INSTRUCTIES EN EISEN -
Wil je alle gegevens hieronder letterlijk opnieuw weergeven, regel voor regel en zonder iets te wijzigen?
· · · ·
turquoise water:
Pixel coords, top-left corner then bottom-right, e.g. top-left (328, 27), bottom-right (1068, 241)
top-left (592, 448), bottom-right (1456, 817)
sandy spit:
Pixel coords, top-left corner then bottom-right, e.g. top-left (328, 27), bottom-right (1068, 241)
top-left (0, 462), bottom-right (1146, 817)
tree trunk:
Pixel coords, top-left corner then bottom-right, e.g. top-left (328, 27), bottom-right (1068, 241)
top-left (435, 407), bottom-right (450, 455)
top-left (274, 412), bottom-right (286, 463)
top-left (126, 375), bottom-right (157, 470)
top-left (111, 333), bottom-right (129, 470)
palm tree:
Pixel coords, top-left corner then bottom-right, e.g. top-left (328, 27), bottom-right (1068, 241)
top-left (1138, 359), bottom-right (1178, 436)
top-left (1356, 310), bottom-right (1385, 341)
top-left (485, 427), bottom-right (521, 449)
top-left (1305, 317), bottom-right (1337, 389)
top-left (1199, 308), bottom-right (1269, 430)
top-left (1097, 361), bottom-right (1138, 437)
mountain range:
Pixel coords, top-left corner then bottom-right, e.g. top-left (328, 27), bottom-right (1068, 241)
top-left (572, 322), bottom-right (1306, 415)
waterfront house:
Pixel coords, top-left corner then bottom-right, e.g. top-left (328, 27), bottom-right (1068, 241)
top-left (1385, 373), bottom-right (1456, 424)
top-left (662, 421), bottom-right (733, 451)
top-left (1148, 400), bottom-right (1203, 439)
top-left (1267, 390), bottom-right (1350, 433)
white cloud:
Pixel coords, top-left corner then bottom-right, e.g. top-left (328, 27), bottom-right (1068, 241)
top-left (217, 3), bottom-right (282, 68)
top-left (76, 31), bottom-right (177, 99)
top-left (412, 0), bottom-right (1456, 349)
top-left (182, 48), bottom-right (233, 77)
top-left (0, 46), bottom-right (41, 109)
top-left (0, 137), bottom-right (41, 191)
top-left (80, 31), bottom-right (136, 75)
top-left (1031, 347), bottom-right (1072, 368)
· · · ·
ANTWOORD OP OEFENING -
turquoise water:
Pixel coords, top-left corner then bottom-right, e.g. top-left (328, 27), bottom-right (1068, 241)
top-left (592, 448), bottom-right (1456, 817)
sandy spit:
Pixel coords, top-left corner then bottom-right, e.g. top-left (328, 27), bottom-right (1068, 241)
top-left (0, 462), bottom-right (1146, 817)
tree trunk:
Pixel coords, top-left corner then bottom-right, e.g. top-left (328, 27), bottom-right (1068, 241)
top-left (435, 407), bottom-right (450, 455)
top-left (274, 412), bottom-right (286, 463)
top-left (126, 375), bottom-right (157, 470)
top-left (111, 333), bottom-right (129, 470)
palm tree:
Pixel coords, top-left corner then bottom-right, e.g. top-left (328, 27), bottom-right (1068, 241)
top-left (1138, 359), bottom-right (1178, 436)
top-left (1356, 310), bottom-right (1385, 341)
top-left (485, 427), bottom-right (521, 449)
top-left (1305, 317), bottom-right (1337, 389)
top-left (1199, 308), bottom-right (1269, 430)
top-left (1097, 361), bottom-right (1138, 437)
mountain range:
Pixel coords, top-left corner then bottom-right, e.g. top-left (328, 27), bottom-right (1068, 241)
top-left (572, 322), bottom-right (1306, 415)
waterfront house:
Pixel coords, top-left corner then bottom-right, e.g. top-left (328, 27), bottom-right (1068, 241)
top-left (1385, 373), bottom-right (1456, 424)
top-left (662, 421), bottom-right (733, 451)
top-left (1148, 400), bottom-right (1203, 439)
top-left (1267, 390), bottom-right (1350, 433)
white cloud:
Pixel coords, top-left corner then bottom-right, e.g. top-left (328, 27), bottom-right (1068, 241)
top-left (217, 3), bottom-right (282, 68)
top-left (76, 31), bottom-right (177, 99)
top-left (412, 0), bottom-right (1456, 349)
top-left (182, 48), bottom-right (233, 77)
top-left (0, 46), bottom-right (41, 109)
top-left (0, 137), bottom-right (41, 191)
top-left (80, 31), bottom-right (136, 75)
top-left (1031, 347), bottom-right (1072, 368)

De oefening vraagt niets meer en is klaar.